● Items from a dataset
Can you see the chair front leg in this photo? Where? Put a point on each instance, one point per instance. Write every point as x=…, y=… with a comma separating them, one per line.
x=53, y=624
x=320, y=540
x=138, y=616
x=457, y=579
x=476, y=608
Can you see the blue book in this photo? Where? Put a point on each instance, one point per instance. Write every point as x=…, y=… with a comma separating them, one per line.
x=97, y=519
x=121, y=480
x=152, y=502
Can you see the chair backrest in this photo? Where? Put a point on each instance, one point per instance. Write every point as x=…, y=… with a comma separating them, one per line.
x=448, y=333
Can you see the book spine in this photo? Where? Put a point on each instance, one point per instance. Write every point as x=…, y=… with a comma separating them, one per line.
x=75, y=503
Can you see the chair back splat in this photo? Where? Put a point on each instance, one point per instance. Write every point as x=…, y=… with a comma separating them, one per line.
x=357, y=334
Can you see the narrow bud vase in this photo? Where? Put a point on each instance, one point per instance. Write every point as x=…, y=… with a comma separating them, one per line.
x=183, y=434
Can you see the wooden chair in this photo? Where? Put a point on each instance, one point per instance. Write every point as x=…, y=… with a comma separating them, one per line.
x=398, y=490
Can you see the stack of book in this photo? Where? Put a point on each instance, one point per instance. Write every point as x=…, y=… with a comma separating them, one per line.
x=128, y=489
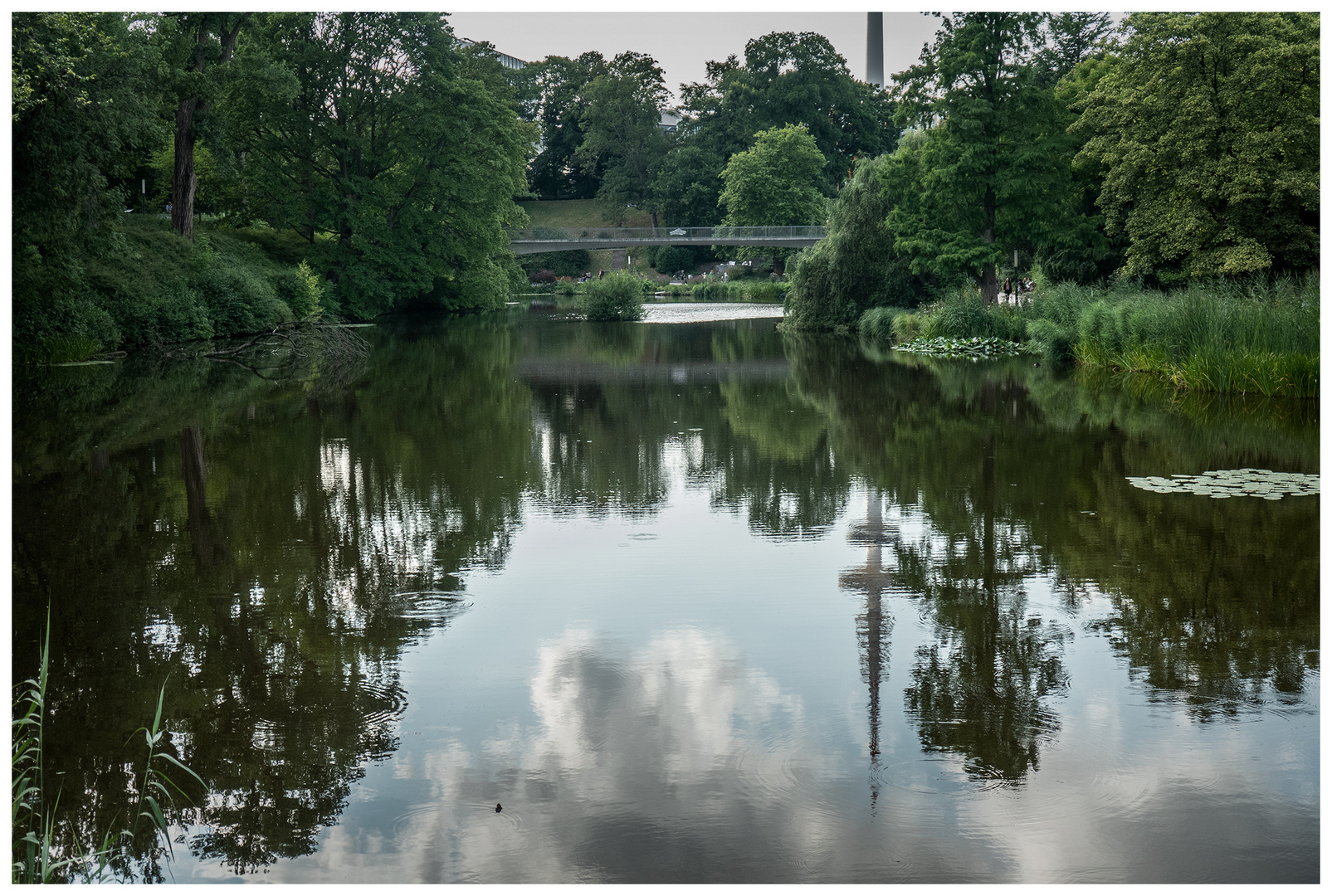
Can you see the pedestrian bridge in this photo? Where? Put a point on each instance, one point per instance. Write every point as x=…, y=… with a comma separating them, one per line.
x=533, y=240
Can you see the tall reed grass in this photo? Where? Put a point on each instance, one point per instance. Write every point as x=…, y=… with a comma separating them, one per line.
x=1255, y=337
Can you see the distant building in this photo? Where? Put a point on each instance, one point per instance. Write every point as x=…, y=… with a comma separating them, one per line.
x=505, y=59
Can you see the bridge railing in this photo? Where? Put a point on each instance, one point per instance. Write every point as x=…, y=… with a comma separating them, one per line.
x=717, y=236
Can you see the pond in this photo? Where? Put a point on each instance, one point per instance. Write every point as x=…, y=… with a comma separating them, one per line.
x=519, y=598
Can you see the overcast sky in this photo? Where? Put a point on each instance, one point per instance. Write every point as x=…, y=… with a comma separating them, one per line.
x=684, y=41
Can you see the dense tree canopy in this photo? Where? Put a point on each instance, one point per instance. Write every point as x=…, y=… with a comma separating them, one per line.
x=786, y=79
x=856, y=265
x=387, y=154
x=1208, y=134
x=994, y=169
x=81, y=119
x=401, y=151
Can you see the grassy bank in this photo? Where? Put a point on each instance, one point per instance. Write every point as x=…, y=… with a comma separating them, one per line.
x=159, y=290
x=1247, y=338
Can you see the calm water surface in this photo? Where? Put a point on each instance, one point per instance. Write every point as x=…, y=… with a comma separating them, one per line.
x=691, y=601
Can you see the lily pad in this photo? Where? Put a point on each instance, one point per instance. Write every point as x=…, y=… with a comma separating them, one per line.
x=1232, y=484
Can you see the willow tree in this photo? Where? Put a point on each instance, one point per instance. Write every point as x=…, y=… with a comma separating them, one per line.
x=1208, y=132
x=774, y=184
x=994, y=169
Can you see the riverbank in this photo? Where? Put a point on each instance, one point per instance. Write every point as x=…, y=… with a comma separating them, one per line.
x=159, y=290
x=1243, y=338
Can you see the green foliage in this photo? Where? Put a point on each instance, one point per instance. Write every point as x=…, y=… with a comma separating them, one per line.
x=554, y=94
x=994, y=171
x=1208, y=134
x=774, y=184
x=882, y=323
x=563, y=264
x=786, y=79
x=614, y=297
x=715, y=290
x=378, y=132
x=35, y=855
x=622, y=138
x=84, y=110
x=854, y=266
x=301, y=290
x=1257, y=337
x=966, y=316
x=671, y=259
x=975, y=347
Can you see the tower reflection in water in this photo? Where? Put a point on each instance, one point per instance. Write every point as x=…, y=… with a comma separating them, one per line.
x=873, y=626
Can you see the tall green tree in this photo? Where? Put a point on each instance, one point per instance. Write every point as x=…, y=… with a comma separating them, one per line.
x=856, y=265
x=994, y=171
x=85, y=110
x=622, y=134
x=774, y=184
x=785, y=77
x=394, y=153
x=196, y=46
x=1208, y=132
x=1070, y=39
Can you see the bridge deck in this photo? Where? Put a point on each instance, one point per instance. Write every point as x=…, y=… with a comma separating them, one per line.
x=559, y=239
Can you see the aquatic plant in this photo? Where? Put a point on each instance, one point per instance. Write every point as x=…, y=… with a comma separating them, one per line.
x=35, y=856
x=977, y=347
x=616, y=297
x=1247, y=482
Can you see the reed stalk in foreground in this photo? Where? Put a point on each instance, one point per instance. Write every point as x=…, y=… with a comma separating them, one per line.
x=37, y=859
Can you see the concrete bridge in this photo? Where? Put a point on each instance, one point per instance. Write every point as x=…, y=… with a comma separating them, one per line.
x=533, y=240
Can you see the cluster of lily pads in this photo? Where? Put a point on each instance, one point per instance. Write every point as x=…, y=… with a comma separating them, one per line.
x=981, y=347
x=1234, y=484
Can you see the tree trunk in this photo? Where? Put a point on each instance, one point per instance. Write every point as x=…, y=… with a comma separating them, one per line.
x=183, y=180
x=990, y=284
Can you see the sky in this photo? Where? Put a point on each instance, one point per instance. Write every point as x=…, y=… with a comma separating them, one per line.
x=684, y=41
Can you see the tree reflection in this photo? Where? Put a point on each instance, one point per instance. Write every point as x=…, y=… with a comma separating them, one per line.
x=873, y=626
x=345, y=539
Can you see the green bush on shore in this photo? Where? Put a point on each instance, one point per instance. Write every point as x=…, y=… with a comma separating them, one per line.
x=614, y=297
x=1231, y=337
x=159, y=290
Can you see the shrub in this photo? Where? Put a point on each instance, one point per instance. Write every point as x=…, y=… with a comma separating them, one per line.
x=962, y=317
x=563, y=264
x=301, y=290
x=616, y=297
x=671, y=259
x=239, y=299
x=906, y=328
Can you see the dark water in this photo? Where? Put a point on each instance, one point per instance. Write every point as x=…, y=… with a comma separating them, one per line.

● Task description
Copy every entry above line for line, without any changes, and leave the pictures out.

● Answer to the problem
Can you see the chair front leg in this photo? Where? Put a point on each instance, one point per instance. Write every point as x=…, y=… with a comma separating them, one per line.
x=53, y=624
x=320, y=540
x=138, y=616
x=457, y=579
x=476, y=608
Can you see the blue book in this photo? Where? Put a point on each instance, one point per instance. Write every point as x=…, y=… with a comma separating them, one per line.
x=97, y=519
x=121, y=480
x=152, y=502
Can you see the chair backrest in this photo? Where? Put a point on each instance, one point per instance. Write every point as x=…, y=… with a comma separating them, one per line.
x=448, y=333
Can you see the book spine in this photo? Where? Put a point on each instance, one point per instance. Write every point as x=…, y=… with a comma separating them, one per line.
x=75, y=503
Can you see the chair back splat in this photo? Where? Put a point on each instance, one point per instance. Write every point as x=…, y=… with a comma separating them, one per line.
x=357, y=334
Can you see the narrow bud vase in this photo? Where? Put a point on each instance, one point per instance. Write every point as x=…, y=… with a comma separating them, one per line.
x=183, y=434
Can you see the wooden chair in this photo? Where? Put a point on each instance, one point per instance. Write every point as x=…, y=… with a comma separating them, one per line.
x=398, y=490
Can you see the stack of book in this photo? Where? Put a point on each instance, one point per instance. Write every point as x=…, y=… with a comma separating them, one per line.
x=128, y=489
Can you see the pedestrian bridge in this photo? Where? Put a point on each instance, one point per instance. Write every point as x=…, y=… with a comma separating them, one per line.
x=533, y=240
Can you see the tall reed grass in this photo? Where? Put a point on each instance, one point per instance. Write every point as x=…, y=… with a comma separating them, one per line.
x=1255, y=337
Can you see the distant building in this photo? Where? Put a point on each instance, one point per instance. Write every point as x=…, y=… with a comma separating them, one per line.
x=505, y=59
Can you see the bridge railing in this photo? Where? Put a point on each instance, one point per instance. Write every point as x=…, y=… with a comma separating them, one per line.
x=717, y=236
Can you see the pond in this photo? Where? Put a point on each instance, one point per instance. Write every point as x=…, y=… with a comma separating them, one per line.
x=519, y=598
Can you see the overcast sky in this photo? Where? Put a point on each instance, one point per instance. Write every point as x=…, y=… with a comma separating them, one per line.
x=684, y=41
Can you see the dense tree canopy in this photo? Where? Put a point on each instance, one point per instance. Write every point as x=…, y=… with a comma separating them, one per line.
x=786, y=79
x=856, y=265
x=387, y=154
x=1208, y=134
x=994, y=169
x=81, y=119
x=401, y=151
Can you see the grassy bank in this photo? Where? Put a point on each instance, one point per instance. Write every point as x=…, y=… with a comma separating them, one per line.
x=159, y=290
x=1247, y=338
Can you see the calm water surface in this photo? Where? Put a point on each instance, one point per instance. Write every point as x=…, y=… with a comma separating them, one per line.
x=691, y=601
Can you see the lily pad in this photo? Where? Put a point on each instance, one point per instance. Write every point as x=…, y=… with a comma separating them, one per line.
x=1232, y=484
Can you see the willow tree in this photo? Where? Put a point on each instance, one point per instance. Write every point as x=…, y=… with a comma separating them, one per line.
x=1208, y=132
x=774, y=184
x=994, y=169
Can you see the riverbank in this photo? Where? Put a point on each instance, one point per instance. Write every point as x=…, y=… with a comma separating them, one per line.
x=159, y=290
x=1243, y=338
Can you see the green foliage in this photo? Where? Put a point on each instance, one point per instance. Write every point as x=…, y=… with a comma separating them, one per line.
x=554, y=94
x=994, y=171
x=1208, y=134
x=774, y=184
x=882, y=323
x=563, y=264
x=786, y=79
x=614, y=297
x=715, y=290
x=378, y=132
x=35, y=855
x=622, y=138
x=84, y=110
x=854, y=266
x=301, y=290
x=1257, y=337
x=966, y=316
x=671, y=259
x=975, y=347
Can you see the tower reflection in water in this photo? Where? Put a point on each instance, one point per instance. Write every point as x=…, y=… with a comma separating them, one per line.
x=873, y=626
Can you see the tall green tree in this photo? Where? Put a point on each instance, one point per instance. Write every point as x=…, y=… with a comma separating them, one per line.
x=856, y=265
x=994, y=171
x=85, y=110
x=622, y=134
x=774, y=184
x=785, y=77
x=394, y=153
x=196, y=46
x=1208, y=132
x=1070, y=39
Can you see the bridge deck in this photo? Where? Put a point on each instance, one point per instance. Write every point as x=…, y=… with a comma separating them, one per line.
x=559, y=239
Can you see the aquatic plant in this photo? Where? Put a point on each instance, one point per instance. Write every point as x=…, y=… with a comma separating them, one per line.
x=35, y=856
x=977, y=347
x=616, y=297
x=1247, y=482
Can you see the reed stalk in foreground in this photo? Where? Put a point on each instance, one point per instance. Write every point as x=…, y=… with a comma separating them, one per line.
x=37, y=859
Can you see the concrete bridge in this photo? Where? Put a point on each instance, one point per instance. Write every point as x=…, y=… with a comma separating them, one per line.
x=533, y=240
Can you see the cluster of lily pads in this photo? Where? Put a point on each instance, one point per instance. Write every point as x=…, y=… with a comma separating them, one per line.
x=981, y=347
x=1234, y=484
Can you see the tree trunk in this photo? Where? Put a point on each instance, one point per instance. Write every point as x=…, y=… with a comma separating them, one per line.
x=183, y=180
x=990, y=284
Can you see the sky in this photo? Where? Put a point on each instance, one point per instance. Write every point as x=…, y=… with a comma separating them, one per line.
x=684, y=41
Can you see the tree reflection in this photo? Where? Put a point on each instance, one point per instance. Write every point as x=…, y=… with a comma separating them, one per line.
x=873, y=626
x=345, y=539
Can you see the green bush on shore in this photo? Where? Put a point on each instance, one point per instance. Write every point as x=…, y=… with a comma separating them, one per line.
x=614, y=297
x=1231, y=337
x=159, y=290
Can you see the shrub in this photo? Where? Put a point on each instance, one point per instance. Write every point as x=…, y=… with a comma separating them, one per line.
x=962, y=317
x=563, y=264
x=301, y=290
x=616, y=297
x=671, y=259
x=239, y=299
x=906, y=328
Can you see the dark water in this photo? Where? Put a point on each instance, one point per instance. Write every point as x=…, y=… with a comma separating them, one per line.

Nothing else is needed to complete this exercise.